-- Reading text --
________________
By Isabella Sun

In the Congo cobalt mines, workers of all ages, including around 40,000 child laborers as young as six, are being placed in dangerous working environments to mine for cobalt. Every day, they work with the looming possibility of death for a pay of less than 2 dollars a day. Despite how illegal cobalt mines are, they continue to operate and very few people know that Congolese blood is powering their devices.

Cobalt is a mineral used in manufacturing almost all lithium-ion batteries and is used by huge corporations like Apple, Microsoft, Dell, Tesla, and Google’s parent company, Alphabet. However, cobalt itself is toxic to breathe and touch, but to make a day’s worth of money for food, poor Congolese people gather around mines to work arduously while breathing in the toxic fumes.

The cobalt mines have thus consequently destroyed the environment of the Congo, with incredibly high concentrations of carbon dioxide and nitrogen dioxide being released, contaminating the air and water. However, with the increasing demand for cobalt, trees have also been cut down to create more room for mines. 

This activity has been ongoing since the early 1990’s and continues to persist today despite being very illegal. The reason for this is that poor Congolese people can’t receive money in any other way other than working in these mines. The owners of these mines, which include multiple Chinese companies like CMOC group, have been exploiting the lives of Congolese people. If you are in a world where people are willing to do anything to get a daily wage, put them all in a mining pit, and pay them a meager wage, you can produce massive amounts of cobalt every year. 

This degradation of human life is equivalent to a level of modern-day slavery; there are multiple hidden factors behind the cobalt mines that huge corporations have been hiding, which have put the workers there at incredible risk. In the artisanal mines, adults and children have been working in environments where death and serious injury occur every day. Along with the toxic cobalt air, these cheap mines are always at risk of falling apart. There are no supports or ventilation shafts, proving to be a serious health and safety hazard, and tunnels inside the mines are prone to collapsing, very commonly burying children and adults alive. Along with the exploitation of their health, children’s lives are often taken advantage of by human traffickers who gain money by trafficking children so they can work in the mines. These militias, also called commandos, will abduct children from all parts of the Congo and send them away for money, bearing the weight of these children’s lives.
________________
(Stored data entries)
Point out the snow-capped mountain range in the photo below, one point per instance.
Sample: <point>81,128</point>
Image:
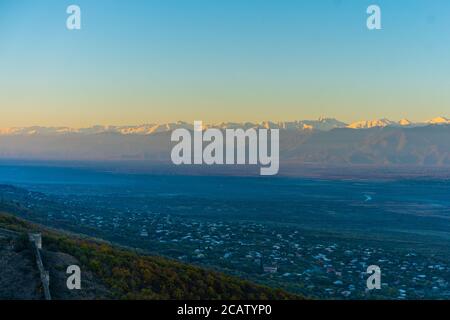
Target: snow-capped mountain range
<point>322,124</point>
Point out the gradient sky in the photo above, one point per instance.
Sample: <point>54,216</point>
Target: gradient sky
<point>152,61</point>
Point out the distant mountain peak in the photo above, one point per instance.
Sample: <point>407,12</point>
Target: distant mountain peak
<point>321,124</point>
<point>439,120</point>
<point>367,124</point>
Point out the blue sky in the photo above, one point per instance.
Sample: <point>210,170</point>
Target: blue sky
<point>215,60</point>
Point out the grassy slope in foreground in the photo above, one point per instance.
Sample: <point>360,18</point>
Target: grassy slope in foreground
<point>129,275</point>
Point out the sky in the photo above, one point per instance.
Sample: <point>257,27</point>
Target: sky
<point>156,61</point>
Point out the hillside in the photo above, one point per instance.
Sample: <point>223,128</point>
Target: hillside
<point>110,272</point>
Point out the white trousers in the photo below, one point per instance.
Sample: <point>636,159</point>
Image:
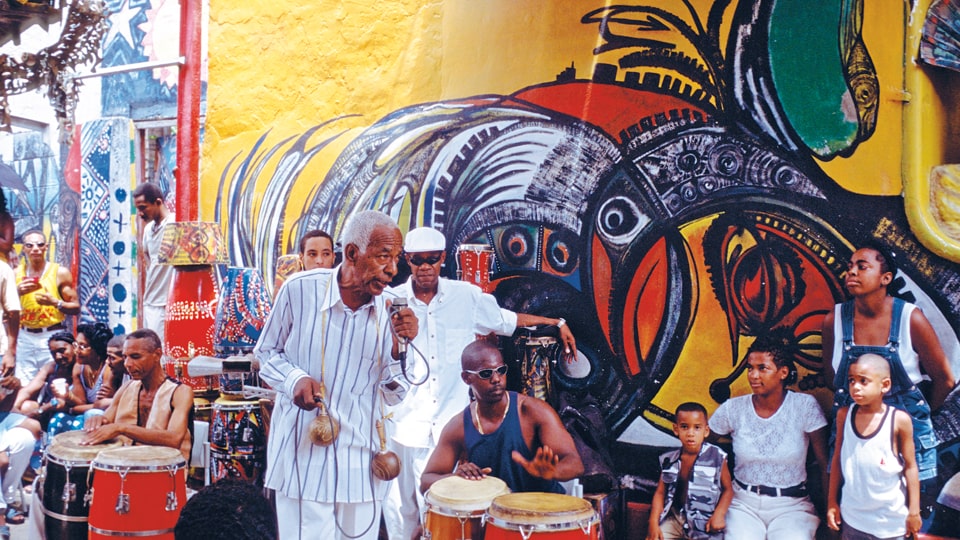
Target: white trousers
<point>33,351</point>
<point>20,442</point>
<point>403,506</point>
<point>307,520</point>
<point>760,517</point>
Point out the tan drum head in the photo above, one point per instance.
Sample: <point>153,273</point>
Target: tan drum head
<point>136,458</point>
<point>533,508</point>
<point>66,447</point>
<point>477,248</point>
<point>458,494</point>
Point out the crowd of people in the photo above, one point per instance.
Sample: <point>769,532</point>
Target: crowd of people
<point>345,349</point>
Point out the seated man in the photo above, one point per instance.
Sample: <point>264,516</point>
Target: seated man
<point>151,409</point>
<point>41,397</point>
<point>516,438</point>
<point>115,375</point>
<point>17,438</point>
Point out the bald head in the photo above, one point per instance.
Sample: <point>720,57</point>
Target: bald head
<point>877,364</point>
<point>478,353</point>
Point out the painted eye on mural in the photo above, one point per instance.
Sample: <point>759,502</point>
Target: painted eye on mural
<point>786,176</point>
<point>726,160</point>
<point>517,246</point>
<point>619,219</point>
<point>688,161</point>
<point>560,252</point>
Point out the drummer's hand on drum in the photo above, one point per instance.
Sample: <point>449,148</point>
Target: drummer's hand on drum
<point>471,471</point>
<point>569,344</point>
<point>93,422</point>
<point>99,434</point>
<point>304,392</point>
<point>543,465</point>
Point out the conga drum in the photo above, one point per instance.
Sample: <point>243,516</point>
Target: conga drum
<point>455,507</point>
<point>64,489</point>
<point>237,441</point>
<point>474,264</point>
<point>138,491</point>
<point>550,516</point>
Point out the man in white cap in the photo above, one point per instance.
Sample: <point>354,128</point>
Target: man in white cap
<point>451,314</point>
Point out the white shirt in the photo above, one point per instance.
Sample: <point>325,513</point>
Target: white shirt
<point>769,451</point>
<point>453,319</point>
<point>307,312</point>
<point>157,282</point>
<point>9,298</point>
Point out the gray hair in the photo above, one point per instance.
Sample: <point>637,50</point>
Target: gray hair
<point>360,227</point>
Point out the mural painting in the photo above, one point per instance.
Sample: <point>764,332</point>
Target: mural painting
<point>685,196</point>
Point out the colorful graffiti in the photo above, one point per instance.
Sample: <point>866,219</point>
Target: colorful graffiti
<point>672,205</point>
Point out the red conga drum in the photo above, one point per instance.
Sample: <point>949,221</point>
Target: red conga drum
<point>138,491</point>
<point>455,507</point>
<point>474,264</point>
<point>542,516</point>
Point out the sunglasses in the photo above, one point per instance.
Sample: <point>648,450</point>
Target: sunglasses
<point>417,260</point>
<point>487,373</point>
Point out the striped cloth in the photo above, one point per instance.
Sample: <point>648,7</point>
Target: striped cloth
<point>309,319</point>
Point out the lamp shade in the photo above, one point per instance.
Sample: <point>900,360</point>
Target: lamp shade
<point>191,243</point>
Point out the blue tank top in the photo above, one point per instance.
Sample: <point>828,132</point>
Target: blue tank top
<point>494,450</point>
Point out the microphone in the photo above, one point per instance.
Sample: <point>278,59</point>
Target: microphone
<point>395,307</point>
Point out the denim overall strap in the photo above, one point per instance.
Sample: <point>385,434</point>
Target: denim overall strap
<point>903,393</point>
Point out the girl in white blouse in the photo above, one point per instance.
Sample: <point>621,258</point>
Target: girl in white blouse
<point>772,429</point>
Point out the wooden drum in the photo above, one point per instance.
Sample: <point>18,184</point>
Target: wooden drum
<point>455,507</point>
<point>474,264</point>
<point>139,491</point>
<point>64,489</point>
<point>520,516</point>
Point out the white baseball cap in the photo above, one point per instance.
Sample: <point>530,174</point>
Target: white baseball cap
<point>424,239</point>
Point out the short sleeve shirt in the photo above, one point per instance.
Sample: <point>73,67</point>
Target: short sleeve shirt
<point>769,451</point>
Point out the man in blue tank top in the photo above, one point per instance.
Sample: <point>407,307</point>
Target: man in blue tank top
<point>516,438</point>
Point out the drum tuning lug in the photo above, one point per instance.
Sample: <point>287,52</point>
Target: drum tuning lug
<point>123,504</point>
<point>172,502</point>
<point>69,494</point>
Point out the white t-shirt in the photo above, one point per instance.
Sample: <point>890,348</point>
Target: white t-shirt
<point>9,299</point>
<point>769,451</point>
<point>158,277</point>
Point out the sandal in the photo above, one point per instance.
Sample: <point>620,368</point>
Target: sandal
<point>15,516</point>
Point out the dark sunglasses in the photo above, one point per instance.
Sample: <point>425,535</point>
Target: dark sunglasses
<point>417,260</point>
<point>487,373</point>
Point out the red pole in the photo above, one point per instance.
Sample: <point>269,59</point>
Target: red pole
<point>188,112</point>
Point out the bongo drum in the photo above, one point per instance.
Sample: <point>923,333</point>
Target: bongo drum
<point>475,261</point>
<point>455,507</point>
<point>535,515</point>
<point>138,491</point>
<point>65,492</point>
<point>237,441</point>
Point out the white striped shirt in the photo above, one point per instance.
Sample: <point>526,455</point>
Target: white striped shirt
<point>308,309</point>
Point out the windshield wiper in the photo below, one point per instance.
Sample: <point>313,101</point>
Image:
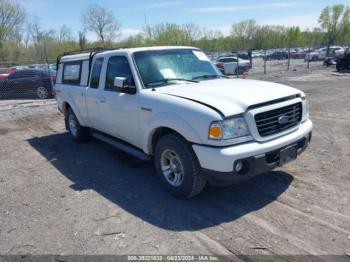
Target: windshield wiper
<point>167,80</point>
<point>208,77</point>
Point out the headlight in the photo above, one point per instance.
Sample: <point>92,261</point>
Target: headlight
<point>228,129</point>
<point>306,109</point>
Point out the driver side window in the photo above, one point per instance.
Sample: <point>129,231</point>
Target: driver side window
<point>118,66</point>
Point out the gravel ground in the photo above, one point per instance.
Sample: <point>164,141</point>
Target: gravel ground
<point>59,197</point>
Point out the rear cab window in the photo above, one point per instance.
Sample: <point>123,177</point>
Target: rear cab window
<point>72,73</point>
<point>96,73</point>
<point>118,66</point>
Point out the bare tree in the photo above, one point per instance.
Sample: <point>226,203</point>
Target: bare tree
<point>65,34</point>
<point>101,21</point>
<point>333,19</point>
<point>82,39</point>
<point>193,31</point>
<point>12,15</point>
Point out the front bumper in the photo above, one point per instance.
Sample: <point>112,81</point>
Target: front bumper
<point>261,157</point>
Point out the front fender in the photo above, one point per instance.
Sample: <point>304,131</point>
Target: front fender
<point>172,121</point>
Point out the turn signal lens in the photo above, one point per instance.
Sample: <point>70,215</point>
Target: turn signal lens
<point>215,131</point>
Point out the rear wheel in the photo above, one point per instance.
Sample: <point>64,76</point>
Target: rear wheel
<point>42,92</point>
<point>77,132</point>
<point>177,167</point>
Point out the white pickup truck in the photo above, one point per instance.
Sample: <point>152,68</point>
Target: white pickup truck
<point>173,105</point>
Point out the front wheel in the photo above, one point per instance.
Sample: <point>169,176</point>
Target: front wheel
<point>42,92</point>
<point>177,167</point>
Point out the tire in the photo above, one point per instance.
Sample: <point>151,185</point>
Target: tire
<point>77,132</point>
<point>42,92</point>
<point>192,181</point>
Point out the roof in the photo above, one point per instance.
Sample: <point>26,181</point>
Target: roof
<point>86,56</point>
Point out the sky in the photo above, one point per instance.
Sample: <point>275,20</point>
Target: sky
<point>212,14</point>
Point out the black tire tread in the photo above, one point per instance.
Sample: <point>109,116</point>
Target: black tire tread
<point>200,179</point>
<point>84,133</point>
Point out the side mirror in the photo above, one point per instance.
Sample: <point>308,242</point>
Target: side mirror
<point>121,83</point>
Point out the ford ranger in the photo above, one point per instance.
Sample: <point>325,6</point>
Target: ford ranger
<point>172,105</point>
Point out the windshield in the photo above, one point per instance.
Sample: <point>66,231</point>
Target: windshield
<point>165,67</point>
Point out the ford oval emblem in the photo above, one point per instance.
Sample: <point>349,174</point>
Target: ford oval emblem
<point>283,120</point>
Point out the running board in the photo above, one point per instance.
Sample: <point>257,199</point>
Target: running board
<point>121,146</point>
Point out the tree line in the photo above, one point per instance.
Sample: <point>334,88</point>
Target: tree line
<point>23,40</point>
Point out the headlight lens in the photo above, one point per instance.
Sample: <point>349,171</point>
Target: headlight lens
<point>228,129</point>
<point>306,115</point>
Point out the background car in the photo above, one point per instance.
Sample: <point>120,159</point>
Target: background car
<point>28,83</point>
<point>228,65</point>
<point>276,55</point>
<point>5,72</point>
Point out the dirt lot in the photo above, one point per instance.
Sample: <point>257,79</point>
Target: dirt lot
<point>58,197</point>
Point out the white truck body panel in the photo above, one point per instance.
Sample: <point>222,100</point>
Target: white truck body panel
<point>187,108</point>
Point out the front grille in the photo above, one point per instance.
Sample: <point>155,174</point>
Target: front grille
<point>268,123</point>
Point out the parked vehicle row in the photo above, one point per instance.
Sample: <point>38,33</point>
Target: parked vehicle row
<point>321,54</point>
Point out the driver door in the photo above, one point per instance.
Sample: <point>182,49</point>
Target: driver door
<point>120,111</point>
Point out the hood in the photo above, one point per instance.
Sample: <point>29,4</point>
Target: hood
<point>230,96</point>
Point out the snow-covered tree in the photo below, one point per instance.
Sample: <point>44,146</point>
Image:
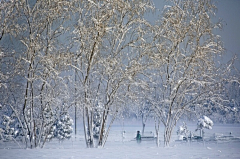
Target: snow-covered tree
<point>185,73</point>
<point>34,58</point>
<point>204,123</point>
<point>107,35</point>
<point>63,127</point>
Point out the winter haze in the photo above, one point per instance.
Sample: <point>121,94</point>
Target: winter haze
<point>119,79</point>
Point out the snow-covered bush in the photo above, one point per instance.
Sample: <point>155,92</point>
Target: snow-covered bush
<point>97,116</point>
<point>204,123</point>
<point>182,130</point>
<point>63,128</point>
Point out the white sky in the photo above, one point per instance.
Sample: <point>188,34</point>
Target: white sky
<point>229,12</point>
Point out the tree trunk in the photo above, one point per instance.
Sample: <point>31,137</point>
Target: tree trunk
<point>157,126</point>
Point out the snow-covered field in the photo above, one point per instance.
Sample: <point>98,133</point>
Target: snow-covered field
<point>128,148</point>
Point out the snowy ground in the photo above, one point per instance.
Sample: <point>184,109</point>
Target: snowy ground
<point>127,148</point>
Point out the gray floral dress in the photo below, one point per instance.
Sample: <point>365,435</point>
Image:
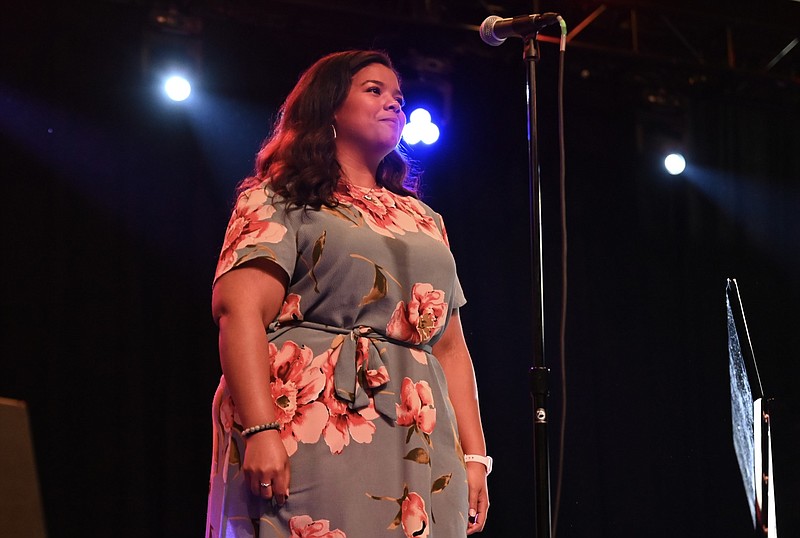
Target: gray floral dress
<point>362,402</point>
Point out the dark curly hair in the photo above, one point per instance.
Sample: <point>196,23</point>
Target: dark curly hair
<point>299,159</point>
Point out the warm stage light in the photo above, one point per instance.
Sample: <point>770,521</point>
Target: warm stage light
<point>675,163</point>
<point>177,88</point>
<point>420,128</point>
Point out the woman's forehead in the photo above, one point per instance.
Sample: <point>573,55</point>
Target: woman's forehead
<point>378,73</point>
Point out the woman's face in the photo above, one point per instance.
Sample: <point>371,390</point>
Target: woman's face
<point>370,120</point>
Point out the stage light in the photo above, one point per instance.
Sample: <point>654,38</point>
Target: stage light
<point>675,163</point>
<point>177,88</point>
<point>420,128</point>
<point>172,53</point>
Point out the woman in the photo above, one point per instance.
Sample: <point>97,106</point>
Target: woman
<point>361,397</point>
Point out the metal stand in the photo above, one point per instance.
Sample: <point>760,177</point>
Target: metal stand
<point>538,373</point>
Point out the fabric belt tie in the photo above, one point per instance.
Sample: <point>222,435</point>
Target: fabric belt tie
<point>359,371</point>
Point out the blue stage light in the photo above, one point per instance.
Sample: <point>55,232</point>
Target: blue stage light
<point>675,163</point>
<point>420,128</point>
<point>177,88</point>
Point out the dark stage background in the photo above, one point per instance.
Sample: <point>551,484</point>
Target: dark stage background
<point>115,204</point>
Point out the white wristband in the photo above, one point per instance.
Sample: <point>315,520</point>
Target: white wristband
<point>485,460</point>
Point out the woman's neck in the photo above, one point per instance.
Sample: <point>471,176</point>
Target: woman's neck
<point>357,171</point>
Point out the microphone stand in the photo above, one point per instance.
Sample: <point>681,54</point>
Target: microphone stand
<point>538,372</point>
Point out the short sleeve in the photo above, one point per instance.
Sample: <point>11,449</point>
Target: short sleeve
<point>260,227</point>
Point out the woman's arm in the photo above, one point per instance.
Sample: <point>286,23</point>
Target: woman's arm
<point>244,302</point>
<point>452,352</point>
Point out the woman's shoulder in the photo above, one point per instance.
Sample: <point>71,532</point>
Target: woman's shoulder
<point>259,194</point>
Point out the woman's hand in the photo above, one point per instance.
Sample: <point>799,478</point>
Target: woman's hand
<point>478,497</point>
<point>266,462</point>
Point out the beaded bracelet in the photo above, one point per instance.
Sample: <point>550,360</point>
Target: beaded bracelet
<point>247,432</point>
<point>485,460</point>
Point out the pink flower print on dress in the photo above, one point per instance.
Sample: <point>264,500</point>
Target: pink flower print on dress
<point>305,527</point>
<point>413,517</point>
<point>290,310</point>
<point>249,225</point>
<point>295,389</point>
<point>424,222</point>
<point>422,319</point>
<point>417,406</point>
<point>380,210</point>
<point>343,423</point>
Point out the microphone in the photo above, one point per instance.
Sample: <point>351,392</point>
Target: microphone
<point>494,30</point>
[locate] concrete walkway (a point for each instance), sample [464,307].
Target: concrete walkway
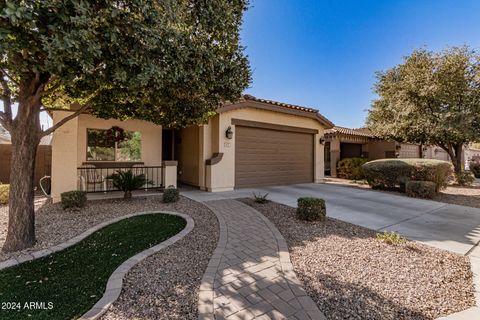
[445,226]
[250,275]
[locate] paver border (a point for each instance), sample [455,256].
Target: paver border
[206,295]
[72,241]
[115,281]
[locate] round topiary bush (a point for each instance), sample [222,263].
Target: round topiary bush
[391,173]
[311,209]
[351,168]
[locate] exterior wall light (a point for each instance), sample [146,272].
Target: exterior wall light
[229,133]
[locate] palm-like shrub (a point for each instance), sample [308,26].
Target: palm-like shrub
[126,181]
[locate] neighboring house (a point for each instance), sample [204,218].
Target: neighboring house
[344,143]
[252,142]
[43,162]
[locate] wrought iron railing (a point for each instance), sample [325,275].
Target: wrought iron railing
[97,179]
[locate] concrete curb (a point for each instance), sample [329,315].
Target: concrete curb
[115,282]
[205,296]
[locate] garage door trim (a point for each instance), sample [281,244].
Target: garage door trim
[308,171]
[271,126]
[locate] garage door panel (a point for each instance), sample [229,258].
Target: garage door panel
[270,157]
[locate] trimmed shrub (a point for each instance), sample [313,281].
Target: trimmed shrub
[464,178]
[351,168]
[4,191]
[73,199]
[392,173]
[127,181]
[391,238]
[421,189]
[311,209]
[170,194]
[475,168]
[386,173]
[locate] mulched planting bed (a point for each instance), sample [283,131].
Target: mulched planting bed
[71,281]
[352,275]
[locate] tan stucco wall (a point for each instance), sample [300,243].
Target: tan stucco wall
[64,156]
[151,137]
[188,155]
[221,176]
[69,145]
[377,149]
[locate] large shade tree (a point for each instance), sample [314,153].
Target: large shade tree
[171,62]
[431,98]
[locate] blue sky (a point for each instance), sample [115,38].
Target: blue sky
[324,54]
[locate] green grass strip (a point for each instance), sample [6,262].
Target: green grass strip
[68,283]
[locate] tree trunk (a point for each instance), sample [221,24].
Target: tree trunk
[455,154]
[21,214]
[458,163]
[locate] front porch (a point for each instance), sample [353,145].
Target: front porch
[87,150]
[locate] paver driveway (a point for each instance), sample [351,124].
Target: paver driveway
[250,275]
[445,226]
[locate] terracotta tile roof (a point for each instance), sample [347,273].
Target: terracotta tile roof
[313,113]
[6,139]
[363,132]
[280,104]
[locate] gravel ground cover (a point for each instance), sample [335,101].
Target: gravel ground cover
[167,282]
[352,275]
[464,196]
[166,285]
[73,279]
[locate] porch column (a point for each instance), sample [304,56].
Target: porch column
[169,173]
[64,155]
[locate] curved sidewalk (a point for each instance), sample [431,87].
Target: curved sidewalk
[250,275]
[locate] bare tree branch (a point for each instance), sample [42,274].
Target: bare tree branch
[63,121]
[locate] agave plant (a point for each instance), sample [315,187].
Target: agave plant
[126,181]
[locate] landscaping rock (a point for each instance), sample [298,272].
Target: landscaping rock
[352,275]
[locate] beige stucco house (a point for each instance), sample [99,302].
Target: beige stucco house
[252,142]
[341,143]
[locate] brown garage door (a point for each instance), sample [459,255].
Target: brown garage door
[270,157]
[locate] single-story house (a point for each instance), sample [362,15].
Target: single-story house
[43,161]
[252,142]
[341,143]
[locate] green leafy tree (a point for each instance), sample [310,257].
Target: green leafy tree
[431,98]
[171,62]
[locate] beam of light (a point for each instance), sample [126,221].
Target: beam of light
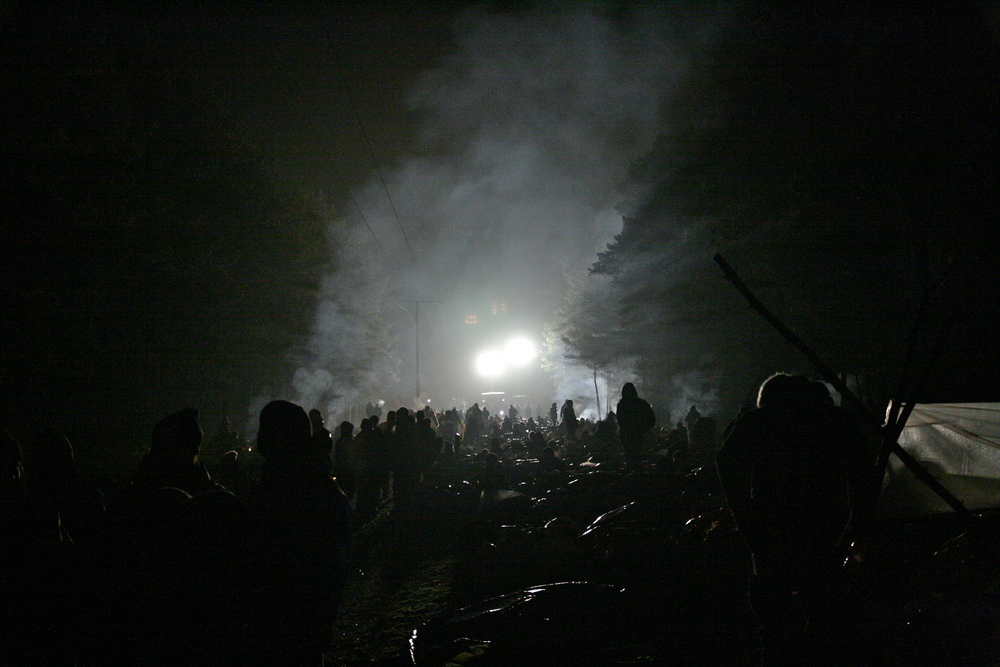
________________
-- Exercise details --
Can you repeat the part of the cobalt mining article starting with "This activity has" and going on through "cobalt every year."?

-- Task result --
This activity has been ongoing since the early 1990’s and continues to persist today despite being very illegal. The reason for this is that poor Congolese people can’t receive money in any other way other than working in these mines. The owners of these mines, which include multiple Chinese companies like CMOC group, have been exploiting the lives of Congolese people. If you are in a world where people are willing to do anything to get a daily wage, put them all in a mining pit, and pay them a meager wage, you can produce massive amounts of cobalt every year.